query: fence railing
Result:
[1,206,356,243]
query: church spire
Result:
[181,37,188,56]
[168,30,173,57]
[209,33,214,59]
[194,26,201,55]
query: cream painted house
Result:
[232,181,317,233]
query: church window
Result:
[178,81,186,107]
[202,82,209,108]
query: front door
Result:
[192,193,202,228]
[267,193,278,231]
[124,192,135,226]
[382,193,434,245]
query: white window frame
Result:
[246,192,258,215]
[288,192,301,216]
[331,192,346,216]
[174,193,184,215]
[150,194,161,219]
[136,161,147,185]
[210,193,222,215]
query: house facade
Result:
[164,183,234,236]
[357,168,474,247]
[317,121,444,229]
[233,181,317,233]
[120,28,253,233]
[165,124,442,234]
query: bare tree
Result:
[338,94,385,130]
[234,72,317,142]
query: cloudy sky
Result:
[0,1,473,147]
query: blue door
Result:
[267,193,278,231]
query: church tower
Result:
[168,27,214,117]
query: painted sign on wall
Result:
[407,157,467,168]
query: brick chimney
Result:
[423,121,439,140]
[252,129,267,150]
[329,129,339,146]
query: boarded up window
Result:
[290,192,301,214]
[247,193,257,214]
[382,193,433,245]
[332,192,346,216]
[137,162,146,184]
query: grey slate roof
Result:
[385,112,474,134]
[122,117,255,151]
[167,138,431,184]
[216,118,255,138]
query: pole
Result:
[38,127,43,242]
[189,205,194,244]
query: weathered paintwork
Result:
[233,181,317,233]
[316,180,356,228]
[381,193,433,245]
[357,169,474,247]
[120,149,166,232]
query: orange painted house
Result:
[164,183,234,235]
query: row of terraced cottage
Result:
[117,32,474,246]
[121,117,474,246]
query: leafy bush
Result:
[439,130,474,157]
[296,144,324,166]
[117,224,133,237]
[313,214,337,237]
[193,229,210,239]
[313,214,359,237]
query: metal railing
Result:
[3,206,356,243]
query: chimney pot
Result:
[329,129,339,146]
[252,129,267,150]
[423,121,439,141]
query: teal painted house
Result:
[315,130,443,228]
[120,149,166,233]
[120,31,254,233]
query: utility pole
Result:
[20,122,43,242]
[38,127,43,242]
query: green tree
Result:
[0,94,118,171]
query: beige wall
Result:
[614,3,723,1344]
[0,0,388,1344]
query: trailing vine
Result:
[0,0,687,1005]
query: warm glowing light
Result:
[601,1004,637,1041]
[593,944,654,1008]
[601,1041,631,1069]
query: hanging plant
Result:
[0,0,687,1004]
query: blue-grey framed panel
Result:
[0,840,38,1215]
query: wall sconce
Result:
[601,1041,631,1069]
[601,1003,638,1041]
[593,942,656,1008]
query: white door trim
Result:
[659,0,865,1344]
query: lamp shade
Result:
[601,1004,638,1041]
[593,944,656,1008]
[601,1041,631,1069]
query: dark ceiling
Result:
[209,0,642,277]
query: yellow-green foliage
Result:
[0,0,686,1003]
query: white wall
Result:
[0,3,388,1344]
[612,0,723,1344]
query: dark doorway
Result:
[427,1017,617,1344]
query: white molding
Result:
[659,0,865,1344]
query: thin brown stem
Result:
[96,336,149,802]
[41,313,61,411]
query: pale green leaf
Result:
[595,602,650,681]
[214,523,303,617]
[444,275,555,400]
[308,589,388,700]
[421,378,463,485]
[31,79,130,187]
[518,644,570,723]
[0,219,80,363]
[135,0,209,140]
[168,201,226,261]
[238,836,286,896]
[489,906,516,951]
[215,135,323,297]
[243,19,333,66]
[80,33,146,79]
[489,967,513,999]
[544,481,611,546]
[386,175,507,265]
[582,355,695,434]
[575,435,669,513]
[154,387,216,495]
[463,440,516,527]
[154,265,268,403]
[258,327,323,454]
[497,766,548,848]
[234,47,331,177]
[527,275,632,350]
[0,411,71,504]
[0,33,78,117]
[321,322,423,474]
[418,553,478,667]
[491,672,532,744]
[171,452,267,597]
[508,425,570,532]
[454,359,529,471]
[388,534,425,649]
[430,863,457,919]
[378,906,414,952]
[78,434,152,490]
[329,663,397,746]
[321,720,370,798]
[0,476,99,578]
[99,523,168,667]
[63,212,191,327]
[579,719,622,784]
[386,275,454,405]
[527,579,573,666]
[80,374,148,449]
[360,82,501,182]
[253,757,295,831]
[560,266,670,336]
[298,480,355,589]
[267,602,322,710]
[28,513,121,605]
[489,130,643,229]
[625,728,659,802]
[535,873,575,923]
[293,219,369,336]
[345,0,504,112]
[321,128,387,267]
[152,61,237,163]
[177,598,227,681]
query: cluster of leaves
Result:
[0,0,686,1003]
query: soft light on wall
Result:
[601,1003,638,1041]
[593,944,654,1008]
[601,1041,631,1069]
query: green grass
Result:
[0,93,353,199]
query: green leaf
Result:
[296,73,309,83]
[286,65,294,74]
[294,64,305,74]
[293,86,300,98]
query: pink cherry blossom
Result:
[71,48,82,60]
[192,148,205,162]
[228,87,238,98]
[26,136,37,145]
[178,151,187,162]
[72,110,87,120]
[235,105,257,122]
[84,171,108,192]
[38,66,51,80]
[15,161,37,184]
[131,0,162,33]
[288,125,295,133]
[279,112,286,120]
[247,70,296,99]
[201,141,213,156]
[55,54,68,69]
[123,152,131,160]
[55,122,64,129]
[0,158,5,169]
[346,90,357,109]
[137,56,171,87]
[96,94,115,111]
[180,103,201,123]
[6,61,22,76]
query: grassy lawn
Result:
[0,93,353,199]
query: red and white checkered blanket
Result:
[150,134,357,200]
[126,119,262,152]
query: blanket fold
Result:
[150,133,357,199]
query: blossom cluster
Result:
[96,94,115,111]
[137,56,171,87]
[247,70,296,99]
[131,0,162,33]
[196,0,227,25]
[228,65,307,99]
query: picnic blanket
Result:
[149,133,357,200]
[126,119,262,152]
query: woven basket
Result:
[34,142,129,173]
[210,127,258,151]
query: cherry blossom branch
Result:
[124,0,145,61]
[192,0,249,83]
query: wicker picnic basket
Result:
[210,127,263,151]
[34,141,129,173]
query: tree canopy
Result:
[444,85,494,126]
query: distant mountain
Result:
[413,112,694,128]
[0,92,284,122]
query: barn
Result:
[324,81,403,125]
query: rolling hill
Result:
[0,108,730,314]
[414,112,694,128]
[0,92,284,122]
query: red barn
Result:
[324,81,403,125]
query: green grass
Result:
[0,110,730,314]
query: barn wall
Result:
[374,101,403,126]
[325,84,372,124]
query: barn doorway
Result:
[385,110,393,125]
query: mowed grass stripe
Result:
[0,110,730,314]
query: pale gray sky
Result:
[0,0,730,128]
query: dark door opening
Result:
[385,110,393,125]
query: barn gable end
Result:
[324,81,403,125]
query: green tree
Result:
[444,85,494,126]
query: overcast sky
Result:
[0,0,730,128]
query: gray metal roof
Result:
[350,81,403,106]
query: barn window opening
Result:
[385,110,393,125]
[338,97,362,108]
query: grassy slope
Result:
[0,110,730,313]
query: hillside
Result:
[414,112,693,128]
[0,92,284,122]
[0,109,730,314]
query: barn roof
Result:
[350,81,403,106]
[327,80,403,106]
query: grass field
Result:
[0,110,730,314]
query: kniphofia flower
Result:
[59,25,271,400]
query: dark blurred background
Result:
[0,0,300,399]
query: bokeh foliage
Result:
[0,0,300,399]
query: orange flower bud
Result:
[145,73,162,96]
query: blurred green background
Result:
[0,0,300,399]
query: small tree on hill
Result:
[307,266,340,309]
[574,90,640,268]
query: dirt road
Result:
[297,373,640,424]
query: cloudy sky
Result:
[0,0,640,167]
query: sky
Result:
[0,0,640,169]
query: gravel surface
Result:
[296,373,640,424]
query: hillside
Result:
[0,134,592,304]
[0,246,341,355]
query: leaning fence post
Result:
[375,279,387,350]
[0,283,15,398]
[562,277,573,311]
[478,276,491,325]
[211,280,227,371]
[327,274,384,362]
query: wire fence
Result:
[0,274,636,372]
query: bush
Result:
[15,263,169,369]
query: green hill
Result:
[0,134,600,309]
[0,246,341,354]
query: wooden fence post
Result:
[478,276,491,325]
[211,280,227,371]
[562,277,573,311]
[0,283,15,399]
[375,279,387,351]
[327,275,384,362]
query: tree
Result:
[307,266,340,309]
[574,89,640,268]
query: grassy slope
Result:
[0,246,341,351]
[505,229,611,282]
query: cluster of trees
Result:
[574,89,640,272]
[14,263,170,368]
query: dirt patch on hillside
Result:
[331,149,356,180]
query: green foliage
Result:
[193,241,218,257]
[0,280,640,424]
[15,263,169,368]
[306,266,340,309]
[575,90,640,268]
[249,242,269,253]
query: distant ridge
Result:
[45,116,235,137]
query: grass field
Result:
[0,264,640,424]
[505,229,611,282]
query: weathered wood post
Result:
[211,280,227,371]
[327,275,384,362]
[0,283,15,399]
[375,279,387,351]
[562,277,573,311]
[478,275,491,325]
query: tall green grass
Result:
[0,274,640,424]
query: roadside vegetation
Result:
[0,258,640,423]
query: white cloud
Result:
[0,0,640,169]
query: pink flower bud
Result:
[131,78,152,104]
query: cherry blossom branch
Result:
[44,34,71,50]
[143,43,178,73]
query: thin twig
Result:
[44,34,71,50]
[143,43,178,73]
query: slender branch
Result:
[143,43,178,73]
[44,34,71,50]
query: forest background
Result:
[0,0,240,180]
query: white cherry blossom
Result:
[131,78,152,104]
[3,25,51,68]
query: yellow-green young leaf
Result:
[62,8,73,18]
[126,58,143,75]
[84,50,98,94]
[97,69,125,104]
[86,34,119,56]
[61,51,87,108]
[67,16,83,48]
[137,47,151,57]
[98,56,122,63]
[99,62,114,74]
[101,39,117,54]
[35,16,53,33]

• [Task to carry out]:
Echo the data verbatim from the line containing "query: bokeh foliage" through the line containing "[45,116,235,137]", with both of those lines included.

• [Exercise solution]:
query: bokeh foliage
Result:
[0,0,300,399]
query: orange flower bud
Result:
[145,73,162,96]
query: blurred green background
Result:
[0,0,300,399]
query: small tree on hill
Result:
[307,266,340,309]
[574,90,640,268]
query: dirt road
Result:
[297,373,640,424]
query: cloudy sky
Result:
[0,0,640,167]
query: sky
Result:
[0,0,640,169]
query: gravel surface
Result:
[296,373,640,424]
query: hillside
Result:
[0,134,592,304]
[0,246,341,355]
query: leaning fence post
Result:
[375,279,387,350]
[0,283,15,398]
[562,277,573,311]
[478,276,491,325]
[211,280,227,371]
[327,274,384,362]
query: wire fence
Result:
[0,274,636,372]
query: bush
Result:
[15,263,169,369]
query: green hill
Result:
[0,134,600,309]
[0,246,341,354]
query: wooden fence post
Result:
[478,276,491,325]
[211,280,227,371]
[562,277,573,311]
[0,283,15,399]
[375,279,387,351]
[327,275,384,362]
query: tree
Result:
[307,266,340,309]
[574,89,640,268]
query: grassy slope
Result:
[0,246,341,351]
[505,229,611,282]
query: cluster of trees
Result:
[574,89,640,272]
[14,263,170,368]
query: dirt patch on hillside
Result:
[331,149,356,180]
query: green foliage
Result:
[193,241,218,257]
[0,280,640,424]
[15,263,169,368]
[306,266,340,309]
[575,90,640,268]
[249,242,269,253]
query: distant ridge
Result:
[45,116,235,137]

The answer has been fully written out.